**AIM OF THE TASK**. Extract every line of the records below and reproduce each one verbatim, keeping the original order.
########
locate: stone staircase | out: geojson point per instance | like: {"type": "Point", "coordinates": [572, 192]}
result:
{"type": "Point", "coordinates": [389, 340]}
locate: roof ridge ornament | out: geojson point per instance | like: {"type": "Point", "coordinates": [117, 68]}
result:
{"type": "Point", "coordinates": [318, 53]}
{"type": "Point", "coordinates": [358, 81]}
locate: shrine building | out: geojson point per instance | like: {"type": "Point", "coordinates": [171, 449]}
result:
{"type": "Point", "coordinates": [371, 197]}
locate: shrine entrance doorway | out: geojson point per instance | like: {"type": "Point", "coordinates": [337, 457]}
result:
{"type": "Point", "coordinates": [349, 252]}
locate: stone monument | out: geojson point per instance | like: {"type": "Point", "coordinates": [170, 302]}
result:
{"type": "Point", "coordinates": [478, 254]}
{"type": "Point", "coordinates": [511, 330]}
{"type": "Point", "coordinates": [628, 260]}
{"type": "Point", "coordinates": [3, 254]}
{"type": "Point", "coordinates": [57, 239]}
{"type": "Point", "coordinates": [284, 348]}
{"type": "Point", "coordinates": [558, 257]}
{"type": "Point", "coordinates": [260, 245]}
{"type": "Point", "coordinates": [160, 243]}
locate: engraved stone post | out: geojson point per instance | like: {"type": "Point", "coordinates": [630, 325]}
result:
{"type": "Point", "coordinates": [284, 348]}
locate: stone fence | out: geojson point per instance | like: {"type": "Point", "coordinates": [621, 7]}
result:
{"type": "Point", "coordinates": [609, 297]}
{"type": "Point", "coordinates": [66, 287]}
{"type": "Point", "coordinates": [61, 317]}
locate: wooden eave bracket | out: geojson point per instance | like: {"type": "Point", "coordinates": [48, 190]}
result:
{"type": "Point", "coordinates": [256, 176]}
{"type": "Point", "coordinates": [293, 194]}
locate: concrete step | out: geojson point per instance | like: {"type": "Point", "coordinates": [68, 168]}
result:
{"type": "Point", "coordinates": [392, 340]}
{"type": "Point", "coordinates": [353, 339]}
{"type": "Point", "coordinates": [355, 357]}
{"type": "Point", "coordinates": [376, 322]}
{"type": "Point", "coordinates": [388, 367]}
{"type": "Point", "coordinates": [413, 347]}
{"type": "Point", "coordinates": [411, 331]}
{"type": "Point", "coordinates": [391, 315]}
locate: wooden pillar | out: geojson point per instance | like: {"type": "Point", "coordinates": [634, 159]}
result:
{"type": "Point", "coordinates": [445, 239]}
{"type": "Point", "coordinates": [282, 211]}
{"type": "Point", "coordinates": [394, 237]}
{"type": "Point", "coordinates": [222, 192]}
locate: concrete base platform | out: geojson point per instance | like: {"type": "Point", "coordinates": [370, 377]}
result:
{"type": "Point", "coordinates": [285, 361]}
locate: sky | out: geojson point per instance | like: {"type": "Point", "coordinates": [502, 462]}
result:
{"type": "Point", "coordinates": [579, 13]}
########
**THE SOLUTION**.
locate: stone staircase | out: geojson point per instance | like: {"type": "Point", "coordinates": [572, 192]}
result:
{"type": "Point", "coordinates": [389, 340]}
locate: roof ridge ornament | out: geojson point per instance | like: {"type": "Point", "coordinates": [117, 68]}
result:
{"type": "Point", "coordinates": [318, 53]}
{"type": "Point", "coordinates": [358, 81]}
locate: shrine building | out: geojson point per instance | like: {"type": "Point", "coordinates": [171, 449]}
result:
{"type": "Point", "coordinates": [371, 197]}
locate: shrine entrance doorway | out: geojson point per instance | like: {"type": "Point", "coordinates": [337, 457]}
result:
{"type": "Point", "coordinates": [349, 252]}
locate: stone monument | out: geojson point per instance | like: {"type": "Point", "coordinates": [170, 302]}
result:
{"type": "Point", "coordinates": [478, 254]}
{"type": "Point", "coordinates": [511, 330]}
{"type": "Point", "coordinates": [628, 260]}
{"type": "Point", "coordinates": [3, 254]}
{"type": "Point", "coordinates": [57, 239]}
{"type": "Point", "coordinates": [284, 348]}
{"type": "Point", "coordinates": [558, 257]}
{"type": "Point", "coordinates": [260, 245]}
{"type": "Point", "coordinates": [160, 243]}
locate: engraved stone post | out: geojson point per instance | like: {"type": "Point", "coordinates": [630, 325]}
result:
{"type": "Point", "coordinates": [284, 348]}
locate: stone fence | out: geojson point per instance | like: {"type": "Point", "coordinates": [621, 7]}
result:
{"type": "Point", "coordinates": [609, 297]}
{"type": "Point", "coordinates": [66, 287]}
{"type": "Point", "coordinates": [61, 317]}
locate: wooden eave bracket | out: geojson point per instance | like: {"type": "Point", "coordinates": [48, 190]}
result:
{"type": "Point", "coordinates": [256, 176]}
{"type": "Point", "coordinates": [293, 194]}
locate: concrete step | out: geojson point per instance | like: {"type": "Point", "coordinates": [68, 168]}
result:
{"type": "Point", "coordinates": [392, 340]}
{"type": "Point", "coordinates": [353, 339]}
{"type": "Point", "coordinates": [355, 357]}
{"type": "Point", "coordinates": [376, 322]}
{"type": "Point", "coordinates": [388, 367]}
{"type": "Point", "coordinates": [413, 347]}
{"type": "Point", "coordinates": [411, 331]}
{"type": "Point", "coordinates": [391, 315]}
locate: wooden pillar | out: geojson point per instance | like: {"type": "Point", "coordinates": [634, 159]}
result:
{"type": "Point", "coordinates": [445, 239]}
{"type": "Point", "coordinates": [282, 211]}
{"type": "Point", "coordinates": [394, 237]}
{"type": "Point", "coordinates": [222, 192]}
locate: concrete base platform | out: geojson point per instance | like: {"type": "Point", "coordinates": [370, 377]}
result:
{"type": "Point", "coordinates": [285, 361]}
locate: sky | out: geojson point per instance | like: {"type": "Point", "coordinates": [502, 462]}
result:
{"type": "Point", "coordinates": [579, 13]}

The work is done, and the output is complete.